Rewrite the records below, replacing "thickest part" with "widest part" wherever it occurs and leaving everything else unchanged.

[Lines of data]
☆ ☆ ☆ ☆ ☆
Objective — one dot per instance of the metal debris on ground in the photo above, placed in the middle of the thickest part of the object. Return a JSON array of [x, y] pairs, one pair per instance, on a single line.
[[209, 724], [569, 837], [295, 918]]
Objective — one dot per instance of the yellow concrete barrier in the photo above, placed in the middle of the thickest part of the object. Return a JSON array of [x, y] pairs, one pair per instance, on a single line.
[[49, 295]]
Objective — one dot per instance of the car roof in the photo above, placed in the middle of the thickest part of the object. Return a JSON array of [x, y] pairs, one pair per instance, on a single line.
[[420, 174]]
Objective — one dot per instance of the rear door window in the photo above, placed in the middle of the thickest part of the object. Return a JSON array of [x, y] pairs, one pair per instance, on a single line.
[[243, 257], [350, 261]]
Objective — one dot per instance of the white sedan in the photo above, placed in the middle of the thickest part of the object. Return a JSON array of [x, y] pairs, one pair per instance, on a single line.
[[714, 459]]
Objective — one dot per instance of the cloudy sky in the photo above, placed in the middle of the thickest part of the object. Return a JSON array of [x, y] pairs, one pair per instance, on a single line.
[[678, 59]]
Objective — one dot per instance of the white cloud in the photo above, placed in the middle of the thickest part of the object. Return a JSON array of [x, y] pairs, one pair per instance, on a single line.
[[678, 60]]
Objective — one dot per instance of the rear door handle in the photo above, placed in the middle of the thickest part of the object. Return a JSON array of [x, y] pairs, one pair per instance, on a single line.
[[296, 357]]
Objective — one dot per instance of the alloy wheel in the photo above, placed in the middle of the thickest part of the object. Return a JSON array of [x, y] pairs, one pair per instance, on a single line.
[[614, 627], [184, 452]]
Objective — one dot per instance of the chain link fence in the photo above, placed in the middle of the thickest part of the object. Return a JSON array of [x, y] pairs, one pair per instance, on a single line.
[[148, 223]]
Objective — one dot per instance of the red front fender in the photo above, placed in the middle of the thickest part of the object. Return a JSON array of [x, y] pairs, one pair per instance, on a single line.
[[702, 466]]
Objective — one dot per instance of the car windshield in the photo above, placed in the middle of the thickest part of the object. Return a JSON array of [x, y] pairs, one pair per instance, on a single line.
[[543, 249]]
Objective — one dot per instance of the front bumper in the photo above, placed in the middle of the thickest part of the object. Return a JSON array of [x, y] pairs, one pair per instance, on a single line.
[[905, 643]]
☆ ☆ ☆ ☆ ☆
Task result:
Objective — one dot per instance of the metal debris on ground in the photo above, placed in the middle of the widest part of the object. Return a JSON array of [x, y] pairs, one pair per instance, on a single line.
[[209, 724], [569, 837], [295, 918]]
Objective — one dot per instance of the yellow concrete barrier in the photo above, placed in the middle of the widest part of the object. Return a JSON array of [x, y] pairs, one pair per instance, on a single line.
[[49, 295]]
Objective — one dot per instance of the car roof in the photo above, placed in the middle of the widest part of the object. Return a JSON array of [x, y] pairs, one pair per instance, on a single line.
[[420, 174]]
Objective — one dot per instance of the rear door window in the photo above, placed in the middle of the widest part of the object. Return a JSON array of [x, y] pairs, one pair per instance, on a single line.
[[243, 257], [350, 261]]
Objective — one dot per instance of the white sedan in the photo above, placed in the middle of the widest part of the object. Return a JSON array of [x, y] pairs, one pair per instance, on a single line.
[[714, 459]]
Objective — one dot per instance of the cloudy sky in the photo above, placed in the middle of the widest part of the object. Return a JSON array of [x, y] pairs, one pair per instance, on a single line.
[[678, 59]]
Objective — one dot per instance of the white cloud in the photo above, placed in the middle of the widest part of the object. Return a JSON array of [x, y] pairs, one pair per instance, on a single line.
[[678, 60]]
Objective — one dot per instance of the rear door handle in the photo above, placed in the middle of the widest part of the object. Return a JSON array of [x, y] pairs, one pair per instance, on a single line.
[[296, 357]]
Objective — one dot per instance of the alloy wheel in the photo above, placed in the middle of the widest part of the object. Return a JSON array of [x, y] pairs, one pair per instance, on a single line.
[[614, 627], [184, 452]]
Objective — one dot per instance of the chain link fence in the photo above, placed in the middle of the widest part of the object. Return a JSON array of [x, y] pairs, one pair per instance, on a single line.
[[148, 223]]
Objective — one dot per instance of the red front fender in the photo above, placed in the middle of the widest part of the object. Return a JSON array of [x, y] pairs, one pair per instance, on a single line.
[[702, 466]]
Objective — one dot per instance of the car windshield in the photo above, placed in the middle of the widest part of the object. Return a JSON array of [x, y] pairs, one pair per instance, on a single line.
[[543, 249]]
Objective — one dot per instance of the front bumper in the photo above, placed in the middle of the widest part of the object. Return a JSON array of [x, y] pairs, one pair per instance, on a single line.
[[905, 643]]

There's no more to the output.